---------- TEXTO DE ANÁLISIS

En Colombia, destruir reputaciones es un deporte nacional. Y como todo deporte, tiene reglas no escritas: el acusado nunca debe hablar, porque cualquier defensa será tomada como prueba de culpa.

Esto lo sabía bien Wilde, lo supo también Julian Assange, a quien no acusaron de acoso, sino de violación, y no por una sino por dos mujeres. Pasaron años de infierno judicial para salir inocente, pero el daño (ese que no repara ningún juez) ya estaba hecho. Assange fue perseguido por revelar secretos de Estado. Yo, en cambio, por existir fuera del libreto.

En mi caso, el primero que salió a acusarme de acoso fue un sionista profesional, de esos que defienden lo indefendible con fervor bíblico. Luego se sumaron una que vendió su conciencia por un viaje a Israel y una HP (honorable parlamentaria, por supuesto) que traicionó al movimiento estudiantil después de convertir las causas en moneda de cambio.

Ellos inspiraron algunos de mis personajes de mi novela “Cuaderno de anotaciones de Mr. Hyde”, que da fe de un ser polimorfo, como todos, entre ellos yo.

No lo digo con rabia, sino con una sonrisa de resignación: en la Colombia de hoy, la traición da más rentabilidad que la coherencia. Entiendo que haya medios más preocupados por si me saco los mocos que por si masacran niños en Palestina.

El morbo vende más que la moral. El ruido rinde más que la verdad. Y el algoritmo, ese dios moderno que premia la indignación instantánea, castiga la reflexión como si fuera pereza intelectual.

El resultado es un periodismo que se parece cada vez más a una comedia de Jonathan Swift: grotesca, exagerada, pero con una convicción moral tan fuerte que ni siquiera nota su propia ridiculez.

--------------------
---------- REGISTROS EXTRAÍDOS

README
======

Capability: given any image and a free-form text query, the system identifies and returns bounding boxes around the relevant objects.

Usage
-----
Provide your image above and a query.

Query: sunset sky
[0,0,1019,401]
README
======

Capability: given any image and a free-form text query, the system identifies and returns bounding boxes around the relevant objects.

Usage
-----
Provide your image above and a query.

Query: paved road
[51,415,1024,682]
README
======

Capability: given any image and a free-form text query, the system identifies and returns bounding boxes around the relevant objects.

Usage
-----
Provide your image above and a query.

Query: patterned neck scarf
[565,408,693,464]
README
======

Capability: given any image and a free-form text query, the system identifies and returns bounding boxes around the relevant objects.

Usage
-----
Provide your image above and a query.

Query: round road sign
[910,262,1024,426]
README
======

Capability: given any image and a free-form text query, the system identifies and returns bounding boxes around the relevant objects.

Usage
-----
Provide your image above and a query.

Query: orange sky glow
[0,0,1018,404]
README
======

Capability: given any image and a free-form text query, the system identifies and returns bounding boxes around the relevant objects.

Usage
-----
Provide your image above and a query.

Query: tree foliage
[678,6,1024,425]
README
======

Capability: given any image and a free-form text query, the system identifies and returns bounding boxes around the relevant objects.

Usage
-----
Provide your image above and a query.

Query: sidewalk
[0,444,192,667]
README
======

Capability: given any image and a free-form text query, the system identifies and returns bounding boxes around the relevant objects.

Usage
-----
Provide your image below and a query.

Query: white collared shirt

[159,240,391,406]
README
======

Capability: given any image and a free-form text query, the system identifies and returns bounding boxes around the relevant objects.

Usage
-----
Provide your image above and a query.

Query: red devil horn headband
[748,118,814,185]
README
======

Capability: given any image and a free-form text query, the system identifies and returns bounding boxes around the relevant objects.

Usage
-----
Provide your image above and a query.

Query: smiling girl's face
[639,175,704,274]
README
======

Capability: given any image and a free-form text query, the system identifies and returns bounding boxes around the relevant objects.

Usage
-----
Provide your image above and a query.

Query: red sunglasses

--------------------

**EJERCICIOS PROPUESTOS**
1. Extraiga del texto de análisis el fragmento comprendido desde "Esto lo sabía" hasta "moneda de cambio.".
2. Responda estas preguntas a partir del texto de análisis.
(a) ¿Por qué fue perseguido Julian Assange?
(b) ¿Cuál es el título de la novela que se menciona?
(c) ¿Con qué se compara el periodismo en el último párrafo?
3. Enumere a todas las personas que, según el texto de análisis, acusaron de acoso a quien escribe o se sumaron a esa acusación.
Estos registros provienen de una fuente distinta a la del texto de análisis.

**SOLUCIONES PROPUESTAS**
1.
Esto lo sabía bien Wilde, lo supo también Julian Assange, a quien no acusaron de acoso, sino de violación, y no por una sino por dos mujeres. Pasaron años de infierno judicial para salir inocente, pero el daño (ese que no repara ningún juez) ya estaba hecho. Assange fue perseguido por revelar secretos de Estado. Yo, en cambio, por existir fuera del libreto.

En mi caso, el primero que salió a acusarme de acoso fue un sionista profesional, de esos que defienden lo indefendible con fervor bíblico. Luego se sumaron una que vendió su conciencia por un viaje a Israel y una HP (honorable parlamentaria, por supuesto) que traicionó al movimiento estudiantil después de convertir las causas en moneda de cambio.

2.
(a) Fue perseguido por revelar secretos de Estado.
(b) El título es "Cuaderno de anotaciones de Mr. Hyde".
(c) Se compara con una comedia de Jonathan Swift.

3.
- Un sionista profesional, el primero en acusar.
- Una que vendió su conciencia por un viaje a Israel.
- Una HP (honorable parlamentaria) que traicionó al movimiento estudiantil.